• [Problem]:
Without including any image, retype the records word for word.

(Point-per-instance localization data)
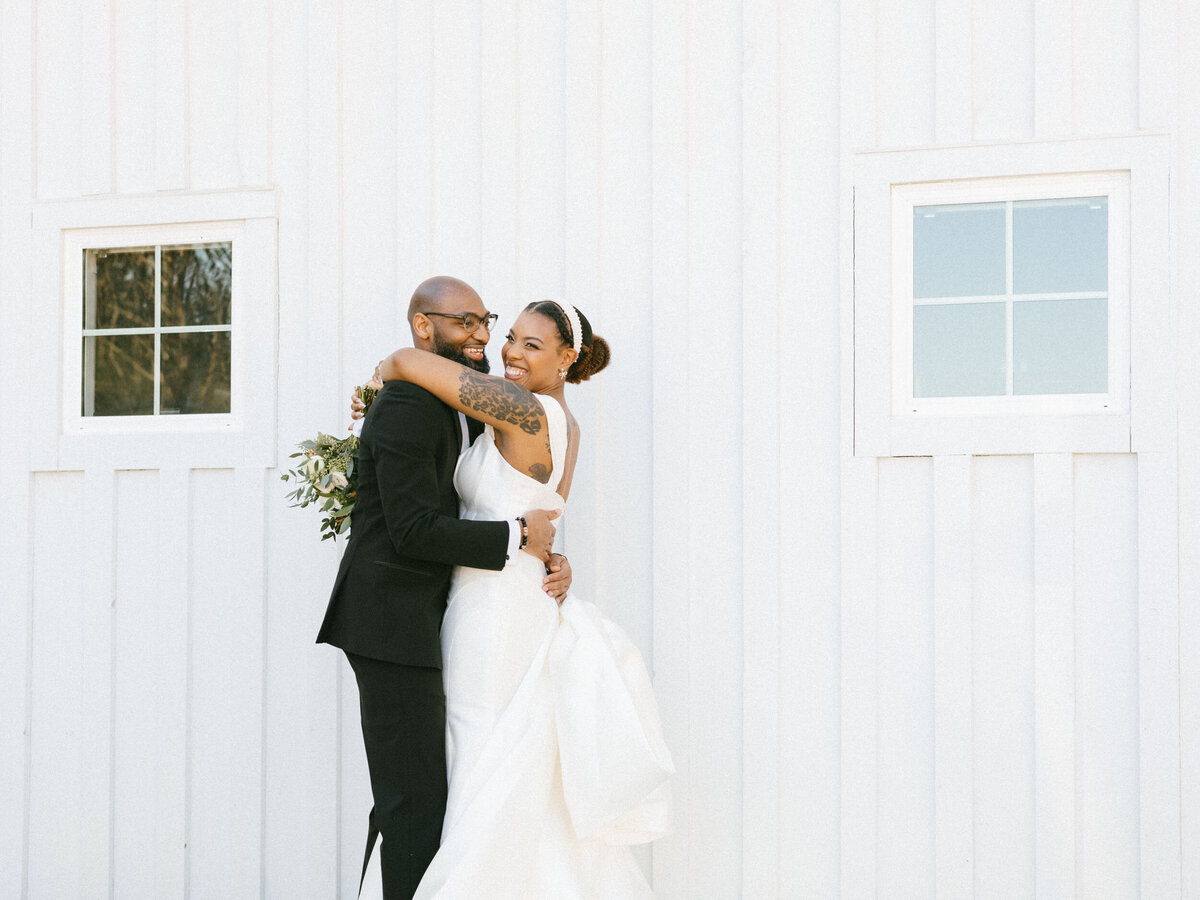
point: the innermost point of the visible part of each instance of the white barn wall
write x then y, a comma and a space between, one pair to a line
877, 676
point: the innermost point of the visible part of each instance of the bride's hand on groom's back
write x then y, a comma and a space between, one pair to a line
540, 526
558, 577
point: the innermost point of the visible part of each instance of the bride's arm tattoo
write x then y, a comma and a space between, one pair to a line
501, 400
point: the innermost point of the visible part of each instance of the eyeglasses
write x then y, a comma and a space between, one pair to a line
469, 321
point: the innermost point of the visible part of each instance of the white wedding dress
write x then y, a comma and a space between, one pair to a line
555, 750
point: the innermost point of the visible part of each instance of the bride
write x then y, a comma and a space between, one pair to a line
555, 753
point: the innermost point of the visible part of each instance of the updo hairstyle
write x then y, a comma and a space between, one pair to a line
593, 348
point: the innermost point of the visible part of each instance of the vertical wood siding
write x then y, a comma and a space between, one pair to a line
951, 676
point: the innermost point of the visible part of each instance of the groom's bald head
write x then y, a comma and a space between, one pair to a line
439, 294
435, 317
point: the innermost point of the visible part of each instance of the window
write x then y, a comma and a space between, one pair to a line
1002, 299
157, 329
1009, 299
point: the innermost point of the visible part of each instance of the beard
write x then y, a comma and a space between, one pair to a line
454, 352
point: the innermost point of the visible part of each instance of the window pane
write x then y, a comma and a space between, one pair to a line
196, 372
121, 295
118, 375
959, 351
1061, 347
196, 285
958, 250
1061, 246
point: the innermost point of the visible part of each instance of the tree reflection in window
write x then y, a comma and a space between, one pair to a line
157, 330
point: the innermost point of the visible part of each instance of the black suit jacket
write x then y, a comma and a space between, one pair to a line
390, 592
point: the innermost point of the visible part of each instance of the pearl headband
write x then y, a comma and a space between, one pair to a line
573, 317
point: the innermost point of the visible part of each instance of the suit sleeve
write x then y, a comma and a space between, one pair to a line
403, 436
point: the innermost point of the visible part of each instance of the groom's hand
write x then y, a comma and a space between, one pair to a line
540, 526
558, 577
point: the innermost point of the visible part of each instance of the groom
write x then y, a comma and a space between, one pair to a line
388, 600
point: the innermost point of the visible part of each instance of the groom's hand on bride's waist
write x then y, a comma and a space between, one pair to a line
558, 577
539, 533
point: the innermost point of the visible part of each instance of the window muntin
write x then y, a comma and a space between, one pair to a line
1001, 295
1009, 298
157, 330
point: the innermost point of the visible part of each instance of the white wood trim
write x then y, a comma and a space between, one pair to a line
1158, 673
415, 136
1002, 88
953, 678
1158, 64
1151, 313
952, 83
857, 775
96, 666
761, 465
57, 682
672, 509
159, 209
1186, 286
95, 97
905, 72
171, 105
172, 663
1054, 672
1053, 52
456, 175
810, 201
1104, 66
18, 383
859, 701
253, 100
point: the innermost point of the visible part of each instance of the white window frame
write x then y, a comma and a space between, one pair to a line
1115, 186
63, 438
76, 243
888, 421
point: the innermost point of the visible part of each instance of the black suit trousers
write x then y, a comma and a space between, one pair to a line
403, 713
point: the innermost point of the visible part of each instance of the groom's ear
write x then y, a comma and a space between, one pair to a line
423, 328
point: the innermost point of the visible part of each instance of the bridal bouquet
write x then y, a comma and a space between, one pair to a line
325, 473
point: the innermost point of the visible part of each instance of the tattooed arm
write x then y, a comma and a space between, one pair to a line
514, 412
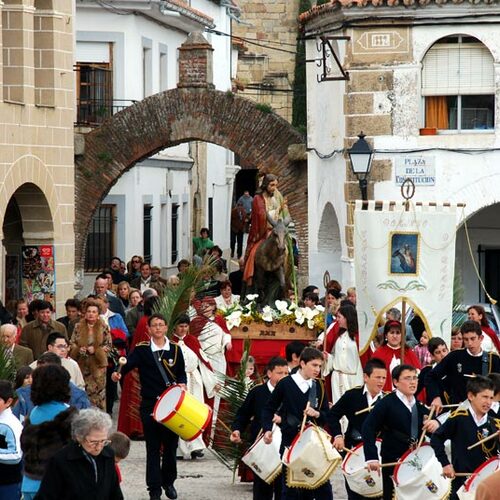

• [Answer box]:
point: the innermost point of the visible part of each instance of the white barn wall
write x then y, a comma and a space between, one pair to a line
877, 676
point: the innermost point of the visible part of each instance of the bride's hand on groom's back
write x then y, a comma and a space between, one pair to a line
540, 526
558, 577
point: the innermost point of the visible part of each instance of the bride's arm tattoo
write x then y, a comma and a space between, one pair to a line
501, 400
point: the innermost point of the visible part of each instance of the eyeglasses
write x then y, a comma and a space between, one pair to a line
469, 321
point: the innermost point of the visible part of each instance of the white wedding dress
write x then y, a comma and a space between, one pair to a line
555, 750
point: the innermost point of the visible part of each instance of the bride
write x then y, a comma and a space between, one pair to a line
555, 753
point: the innermost point of the visible part of each instance of the updo hairstyle
write x then y, a comma and a space between, one pair to a line
593, 348
point: the innermost point of the visible part of each instance of the vertical wood siding
write x then y, a comma and a space between, one pair to a line
951, 676
point: the innermost point of the visible part of each instance of the groom's bald head
write x then y, a comma and a space between, one pair to a line
439, 294
435, 317
point: the innermost point of the visible part of each instance of the window
write x then y, a comma and a space between, one pair to a line
1002, 299
157, 329
1009, 299
point: the innermost point of the visible part of each instance of the beard
write x then y, a comma and a space between, one pair to a line
454, 352
point: the innermost point of the visible part of each instance of the window pane
write x then y, a comma and a space between, one pair to a line
196, 372
121, 295
118, 375
959, 351
1061, 347
196, 285
958, 250
1061, 246
point: the innermost point of the visible part of each instance of the tree reflection in window
write x then y, a comma and a space between, one pair to a line
157, 330
point: the innermost point of the visible part of each instance of the black suit jacket
write x then y, a comma and a space between, one pair to a line
390, 592
point: the innermost point of the visible part of each instance of the pearl headband
write x then y, a comma and a space between, one pair to a line
573, 317
point: the innermost point of the visible part of each instance of the suit sleeve
write x then y, a comma and a space between, one pair to a line
403, 436
point: the innermost point of the visible part of each instance of the groom's hand
write x then y, a comma and a space between, one pair to a line
540, 526
558, 577
point: the innermost point of the visible part of each instance of the groom
write x then y, a comma and a space between, one pair to a line
388, 600
point: the innermost point of the visible part of each instance of the groom's hand on bride's waist
write x then y, a comma and a space between, one pair to a line
558, 577
539, 533
point: the innermost point of the visible part of each instance of the window muntin
write x then y, a comma and a space between, one pair to a line
1001, 295
1009, 298
157, 330
point: the innermost point of the visible part of each instance of the white wood trim
write x then y, a comma and a space between, one pair to a line
1158, 673
415, 136
1002, 88
953, 678
1158, 64
1151, 313
952, 83
857, 775
96, 666
761, 465
57, 682
672, 509
159, 209
1186, 286
95, 97
905, 72
171, 105
172, 663
1054, 672
1053, 52
456, 175
810, 201
1104, 66
18, 383
859, 701
253, 100
point: the innermost point of the visible part of each instance of the white window frame
write x then y, a comma and a space between, one pair to a line
1115, 186
63, 438
76, 243
888, 421
point: the innermost point of the visible part of each instance of the black suit trousers
write x then y, a comma and a space between, one pair to a line
403, 713
point: the innermost point of the visible part of each instance of the groom's ear
write x then y, a comma and a space between, one pair to a line
423, 328
point: the innermost point of the visible part of each instance of the bridal bouquet
write x then y, a comma and a space between, one pair to a line
325, 473
point: the innermost point of the visible part of each instance of the tattooed arm
write x then y, a comma and a space between, one pair to a line
514, 412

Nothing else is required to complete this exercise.